• Extract:
Review: Carnage

Director: Roman Polanski

Stars: Jodie Foster, Kate Winslett, Christoph Waltz

***originally written 15 February 2012***

Ask a lot of directors what the hardest thing to shoot is, and they’ll say that it’s four people sitting around a table talking to each other. There are only so many ways to make it interesting. Only so many ways of maintaining visual interest before resorting to arch compositions and awkward set-ups. Roman Polanski’s new film Carnage takes place in one location, with just four actors. And a coffee table.

Of course, it’s not the first time that something like this has been attempted, not by a long shot. And there have been many success stories. Sidney Lumet’s 12 Angry Men is a prime example. See also the likes of Alfred Hitchcock’s Rope or Rear Window, though one might argue that Rear Window, with it’s elaborate set outside the apartment, doesn’t count.

Carnage is adapted from a stage play, and that’s evident throughout. The dialogue is very much in keeping with the traditions of modern theatre, in that it often fits uncomfortably articulate sentences into the mouths of it’s characters. Thanks to this, the actors (impressive as they are) cannot help sometimes sounding a little hampered. Performances shoe-horned around their clever words.

And who do we have here? A rich foursome to be sure. Jodie Foster and John C Reilly play Michael and Penelope, whose New York apartment the action takes place in. They have invited over Christophe Waltz and Kate Winslet (Alan and Nancy) to discuss how best to deal with a playground encounter between their respective sons. Inevitably, what follows is a long and rambling conversation, in which the parents frequently end up behaving as badly as their children. Reconciliation is never quite so easy.

So it’s a comedy of manners and social etiquette. The laughs here are mostly garnered, in the first half anyway, from observing the ways in which the characters contradict themselves, or tumble down routes of argument that take them far off-topic. What begins as a dispute over the wording of an apology ends up lost in bickering over the correct way to dispose of hamsters, and what constitutes a pie and what constitutes a cake. In the second half when Michael’s whisky is produced, the comedy mainly switches to observing the characters’ different reactions to alcohol.

• Entries from a point annotation set:
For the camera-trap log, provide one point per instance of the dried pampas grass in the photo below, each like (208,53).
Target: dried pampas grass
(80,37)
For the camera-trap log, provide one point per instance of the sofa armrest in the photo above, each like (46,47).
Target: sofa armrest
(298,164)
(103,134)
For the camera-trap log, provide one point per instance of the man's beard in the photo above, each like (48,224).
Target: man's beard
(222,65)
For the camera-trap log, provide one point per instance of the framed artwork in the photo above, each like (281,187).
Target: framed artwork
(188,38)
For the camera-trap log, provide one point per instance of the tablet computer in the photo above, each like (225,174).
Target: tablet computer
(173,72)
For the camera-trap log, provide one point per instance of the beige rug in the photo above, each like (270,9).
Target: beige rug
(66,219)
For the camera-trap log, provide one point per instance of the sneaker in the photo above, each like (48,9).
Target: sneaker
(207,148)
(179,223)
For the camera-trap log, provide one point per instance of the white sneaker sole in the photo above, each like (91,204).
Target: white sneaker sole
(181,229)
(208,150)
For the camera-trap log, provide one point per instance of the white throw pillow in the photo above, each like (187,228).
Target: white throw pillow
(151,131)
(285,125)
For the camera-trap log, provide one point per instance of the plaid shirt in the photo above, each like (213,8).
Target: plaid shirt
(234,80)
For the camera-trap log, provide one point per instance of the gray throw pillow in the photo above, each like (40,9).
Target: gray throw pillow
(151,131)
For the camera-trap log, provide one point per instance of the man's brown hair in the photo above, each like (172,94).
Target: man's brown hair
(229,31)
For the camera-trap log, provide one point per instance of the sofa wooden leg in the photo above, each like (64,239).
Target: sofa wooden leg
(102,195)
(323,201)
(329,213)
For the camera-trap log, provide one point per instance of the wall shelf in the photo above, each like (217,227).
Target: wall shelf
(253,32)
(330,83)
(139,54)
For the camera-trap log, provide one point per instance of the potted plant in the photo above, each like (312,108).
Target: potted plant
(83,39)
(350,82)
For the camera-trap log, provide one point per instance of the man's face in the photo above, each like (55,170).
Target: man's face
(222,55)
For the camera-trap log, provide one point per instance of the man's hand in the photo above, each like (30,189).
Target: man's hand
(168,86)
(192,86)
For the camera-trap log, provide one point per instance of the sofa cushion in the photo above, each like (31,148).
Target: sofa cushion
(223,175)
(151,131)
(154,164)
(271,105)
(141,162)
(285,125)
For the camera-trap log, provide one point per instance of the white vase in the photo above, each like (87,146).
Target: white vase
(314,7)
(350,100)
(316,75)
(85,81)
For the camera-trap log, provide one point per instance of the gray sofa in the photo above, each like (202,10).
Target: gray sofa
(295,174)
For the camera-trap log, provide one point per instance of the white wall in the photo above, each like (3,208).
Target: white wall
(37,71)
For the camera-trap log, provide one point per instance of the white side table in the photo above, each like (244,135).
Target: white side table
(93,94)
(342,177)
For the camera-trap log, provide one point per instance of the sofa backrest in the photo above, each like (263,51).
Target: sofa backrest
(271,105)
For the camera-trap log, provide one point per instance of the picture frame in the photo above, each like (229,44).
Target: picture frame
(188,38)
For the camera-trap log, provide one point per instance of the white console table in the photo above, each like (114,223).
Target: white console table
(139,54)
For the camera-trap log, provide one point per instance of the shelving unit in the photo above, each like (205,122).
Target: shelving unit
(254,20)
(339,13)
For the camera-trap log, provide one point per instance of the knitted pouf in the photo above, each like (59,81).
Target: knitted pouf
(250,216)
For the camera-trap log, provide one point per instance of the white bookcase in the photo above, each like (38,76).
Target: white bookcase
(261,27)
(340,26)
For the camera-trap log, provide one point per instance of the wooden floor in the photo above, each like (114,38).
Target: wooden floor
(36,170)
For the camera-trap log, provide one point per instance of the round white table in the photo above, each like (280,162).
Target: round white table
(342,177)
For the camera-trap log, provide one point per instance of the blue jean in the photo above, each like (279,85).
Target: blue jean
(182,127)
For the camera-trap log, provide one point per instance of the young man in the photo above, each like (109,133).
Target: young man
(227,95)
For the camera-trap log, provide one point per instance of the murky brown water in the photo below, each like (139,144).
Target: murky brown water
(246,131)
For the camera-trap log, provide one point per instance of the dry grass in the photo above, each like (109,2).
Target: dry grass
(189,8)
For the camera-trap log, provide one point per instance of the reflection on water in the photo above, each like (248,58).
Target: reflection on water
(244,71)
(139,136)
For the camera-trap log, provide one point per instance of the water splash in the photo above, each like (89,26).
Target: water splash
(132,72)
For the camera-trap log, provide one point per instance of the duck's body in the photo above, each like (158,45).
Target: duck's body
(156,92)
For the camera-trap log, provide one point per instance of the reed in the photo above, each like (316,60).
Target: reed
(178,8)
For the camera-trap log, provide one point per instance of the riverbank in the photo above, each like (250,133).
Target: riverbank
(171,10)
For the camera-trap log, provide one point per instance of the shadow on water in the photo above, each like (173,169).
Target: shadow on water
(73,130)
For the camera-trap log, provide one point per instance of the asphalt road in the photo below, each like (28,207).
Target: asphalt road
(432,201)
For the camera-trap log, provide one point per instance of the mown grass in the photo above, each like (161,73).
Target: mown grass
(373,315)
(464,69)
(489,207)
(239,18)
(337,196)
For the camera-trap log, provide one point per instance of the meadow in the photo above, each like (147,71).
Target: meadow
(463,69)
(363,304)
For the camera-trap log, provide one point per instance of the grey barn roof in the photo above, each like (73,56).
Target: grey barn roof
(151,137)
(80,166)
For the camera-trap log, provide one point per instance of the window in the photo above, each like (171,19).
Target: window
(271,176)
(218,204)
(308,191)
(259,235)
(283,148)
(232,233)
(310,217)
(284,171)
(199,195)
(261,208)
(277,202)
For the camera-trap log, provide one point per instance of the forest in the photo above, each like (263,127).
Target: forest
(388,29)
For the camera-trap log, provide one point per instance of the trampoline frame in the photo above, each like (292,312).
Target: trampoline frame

• Do this:
Answer these questions using the Carnage review above:
(a) Which Sidney Lumet film does the review name as a prime example?
(b) What is Carnage adapted from?
(c) What is produced in the second half that changes the focus of the comedy?

• Solution for this exercise:
(a) 12 Angry Men
(b) A stage play
(c) Michael's whisky